Written instruction >> Reproduce the records below word for word, leaving out the pictures.
▬▬▬
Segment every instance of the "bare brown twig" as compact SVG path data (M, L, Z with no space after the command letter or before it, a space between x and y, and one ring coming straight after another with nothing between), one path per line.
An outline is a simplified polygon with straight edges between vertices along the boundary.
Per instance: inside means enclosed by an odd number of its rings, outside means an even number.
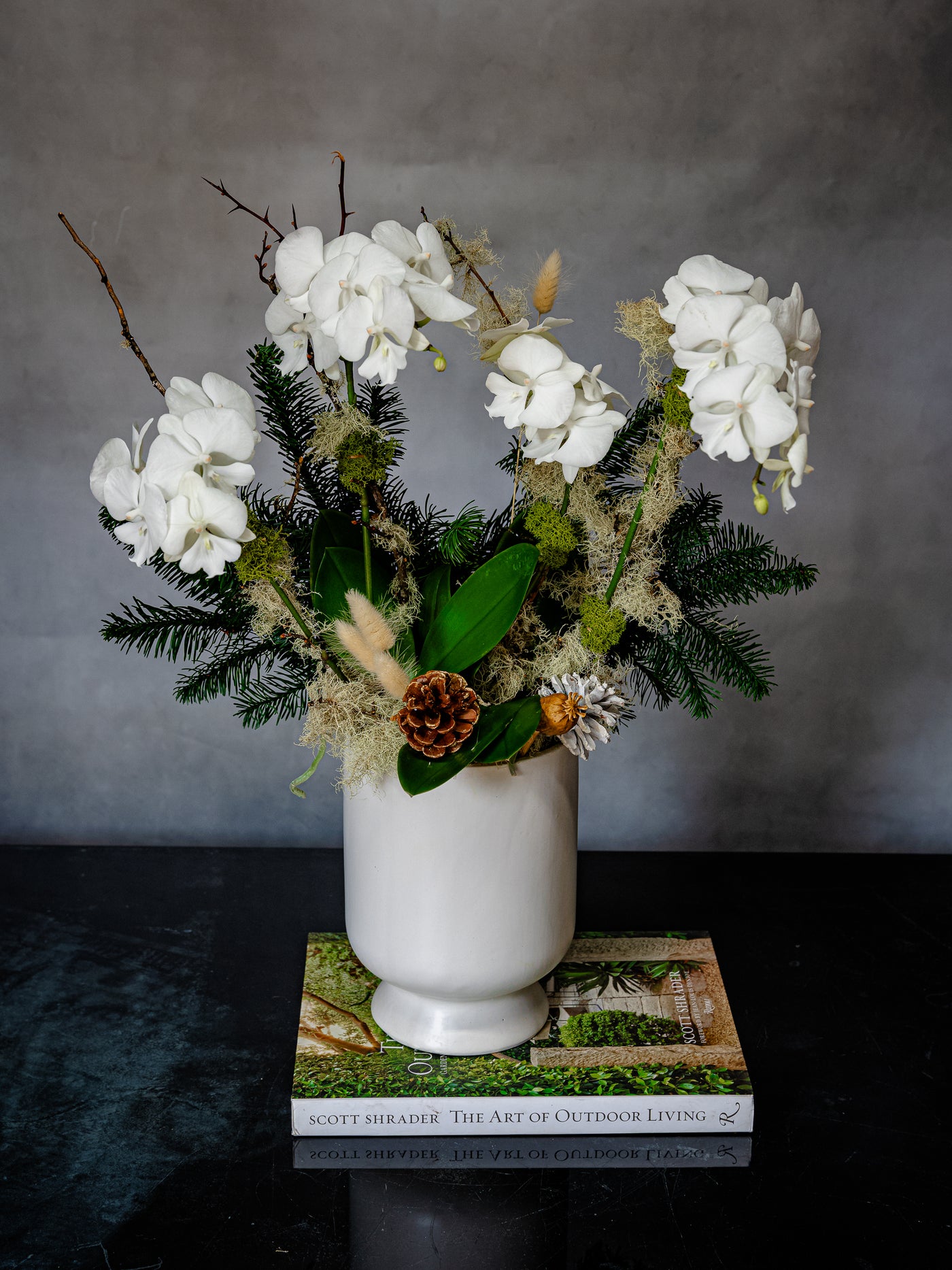
M420 208L420 216L423 216L424 221L429 220L429 216L426 216L426 208L425 207ZM496 306L496 312L499 314L499 316L503 319L503 321L506 324L506 326L509 326L510 325L509 316L508 316L505 309L503 309L503 306L500 305L499 297L496 296L495 291L493 290L493 287L490 287L490 284L486 282L486 279L479 272L479 269L472 263L472 260L468 258L468 255L466 254L466 251L463 251L463 249L456 241L456 239L449 232L449 230L440 230L439 231L439 236L443 239L444 243L447 243L449 246L452 246L452 249L456 251L456 254L458 257L461 257L461 259L466 260L466 268L470 271L470 273L473 276L473 278L479 282L479 284L486 292L486 295L489 296L489 298Z
M338 182L338 193L340 194L340 232L343 234L347 229L348 216L353 216L353 212L348 212L347 203L344 202L344 156L339 150L334 151L334 159L340 159L340 180ZM334 163L331 159L331 163Z
M268 212L270 211L270 203L268 204L268 207L265 207L265 210L264 210L264 216L261 216L261 213L260 213L260 212L254 212L254 211L251 211L251 208L250 208L250 207L245 207L245 204L244 204L244 203L240 203L240 202L237 201L237 198L235 198L235 196L234 196L234 194L230 194L230 193L227 192L227 189L225 188L225 183L223 183L223 182L221 182L221 180L220 180L220 182L218 182L218 184L216 185L216 184L215 184L215 182L213 182L213 180L208 180L208 178L207 178L207 177L202 177L202 180L203 180L203 182L206 183L206 185L211 185L211 187L212 187L212 189L217 189L217 190L218 190L218 193L220 193L220 194L222 196L222 198L227 198L227 199L230 199L230 201L231 201L231 202L232 202L232 203L235 204L234 207L230 207L230 208L228 208L228 216L231 216L231 213L232 213L232 212L248 212L248 215L249 215L249 216L254 216L254 218L255 218L256 221L260 221L260 222L261 222L261 225L267 225L267 226L268 226L268 229L269 229L269 230L272 231L272 234L273 234L273 235L275 236L275 239L278 240L278 243L281 243L281 241L282 241L282 239L284 237L284 235L283 235L283 234L281 232L281 230L278 229L278 226L277 226L277 225L273 225L273 224L272 224L272 222L270 222L270 221L268 220Z
M291 516L291 509L294 505L294 499L297 498L297 491L301 489L301 469L305 462L305 456L301 455L297 464L294 465L294 488L291 490L291 498L288 499L288 505L284 508L284 516Z
M268 251L270 251L270 249L272 244L268 241L268 231L265 230L264 237L261 239L261 254L255 255L255 260L258 262L258 277L261 279L265 287L268 287L269 291L273 291L274 295L277 296L278 283L274 281L274 274L272 274L269 278L264 272L264 258L268 254Z
M161 380L155 373L155 371L152 370L152 367L149 364L149 358L142 352L142 349L138 347L138 344L136 343L136 339L135 339L132 331L129 330L129 324L126 320L126 310L122 307L122 305L119 304L119 297L113 291L113 284L112 284L112 282L109 282L109 278L105 274L105 269L103 268L103 262L99 259L98 255L94 255L90 251L90 249L86 246L86 244L83 241L83 239L76 232L76 230L66 220L66 217L63 216L63 213L60 212L58 216L60 216L60 220L66 226L66 229L70 231L70 237L76 244L76 246L83 248L83 250L86 253L86 255L93 262L93 264L96 267L96 269L99 269L99 278L100 278L103 286L105 287L105 290L109 292L109 298L116 305L116 312L119 315L119 325L122 326L122 337L123 337L123 343L124 343L126 348L131 348L132 349L132 352L136 354L136 357L140 359L140 362L145 366L146 375L149 375L149 378L152 381L152 386L156 387L162 394L162 396L165 396L165 386L162 385Z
▬▬▬
Task output >>
Segment every instance of the "bare brown twig" as compact SVG path data (M, L, Z with no space after the command letter or before it, a space between x and y, and one ring coming straight after another with nothing between), one path per line.
An outline is a simplified polygon with straight edges between vertices along the boundary.
Per instance: inside means enclosed by an odd number of its rings, outside means an even number.
M420 208L420 216L423 216L424 221L429 220L429 216L426 216L426 208L425 207ZM496 306L496 312L499 314L499 316L503 319L503 321L506 324L506 326L509 326L510 325L509 316L508 316L505 309L503 309L503 306L500 305L499 297L496 296L495 291L493 290L493 287L490 287L490 284L486 282L486 279L479 272L479 269L472 263L472 260L468 258L468 255L466 254L466 251L463 251L463 249L456 241L456 239L449 232L449 230L440 230L439 231L439 236L443 239L444 243L447 243L449 246L452 246L452 249L456 251L456 254L458 257L461 257L461 259L466 260L466 268L470 271L470 273L473 276L473 278L479 282L479 284L486 292L486 295L489 296L489 298Z
M338 182L338 193L340 194L340 232L343 234L347 229L348 216L353 216L353 212L348 212L347 203L344 202L344 156L339 150L334 151L334 159L340 159L340 180ZM334 163L331 159L331 163Z
M268 212L270 211L270 203L268 204L268 207L265 207L265 210L264 210L264 216L261 216L261 213L260 213L260 212L254 212L254 211L251 211L251 208L250 208L250 207L245 207L245 204L244 204L244 203L240 203L240 202L237 201L237 198L235 198L235 196L234 196L234 194L230 194L230 193L227 192L227 189L225 188L225 183L223 183L223 182L221 182L221 180L220 180L220 182L218 182L218 184L216 185L216 184L215 184L215 182L213 182L213 180L208 180L208 178L207 178L207 177L202 177L202 180L203 180L203 182L206 183L206 185L211 185L211 187L212 187L212 189L217 189L217 190L218 190L218 193L220 193L220 194L222 196L222 198L227 198L227 199L230 199L230 201L231 201L231 202L232 202L232 203L235 204L234 207L230 207L230 208L228 208L228 216L231 216L231 213L232 213L232 212L248 212L248 215L249 215L249 216L254 216L254 218L255 218L256 221L260 221L260 222L261 222L261 225L267 225L267 226L268 226L268 229L269 229L269 230L272 231L272 234L273 234L273 235L275 236L275 239L278 240L278 243L281 243L281 241L282 241L282 239L284 237L284 235L283 235L283 234L281 232L281 230L278 229L278 226L277 226L277 225L273 225L273 224L272 224L272 222L270 222L270 221L268 220Z
M291 516L291 509L294 505L294 499L297 498L297 491L301 489L301 469L305 462L305 456L301 455L297 464L294 465L294 488L291 490L291 498L288 499L288 505L284 508L284 516Z
M268 251L270 251L270 249L272 244L268 241L268 231L265 230L264 237L261 239L261 254L255 255L255 260L258 262L258 277L261 279L265 287L268 287L269 291L273 291L274 295L277 296L278 283L274 281L274 274L272 274L269 278L264 272L264 258L268 254Z
M161 380L155 373L155 371L152 370L152 367L149 364L149 358L142 352L142 349L138 347L138 344L136 343L136 339L135 339L132 331L129 330L129 324L126 320L126 310L122 307L122 305L119 304L119 297L113 291L113 284L112 284L112 282L109 282L109 278L105 274L105 269L103 268L103 262L99 259L98 255L94 255L90 251L90 249L86 246L86 244L83 241L83 239L76 232L76 230L66 220L66 217L63 216L63 213L60 212L58 216L60 216L60 220L66 226L66 229L70 231L70 237L76 244L76 246L83 248L83 250L86 253L86 255L93 262L93 264L96 267L96 269L99 269L99 278L100 278L103 286L105 287L105 290L109 292L109 298L116 305L116 312L119 315L119 325L122 326L122 337L123 337L123 343L124 343L126 348L131 348L132 349L132 352L136 354L136 357L140 359L140 362L145 366L146 375L149 375L149 378L152 381L152 386L156 387L162 394L162 396L165 396L165 386L162 385Z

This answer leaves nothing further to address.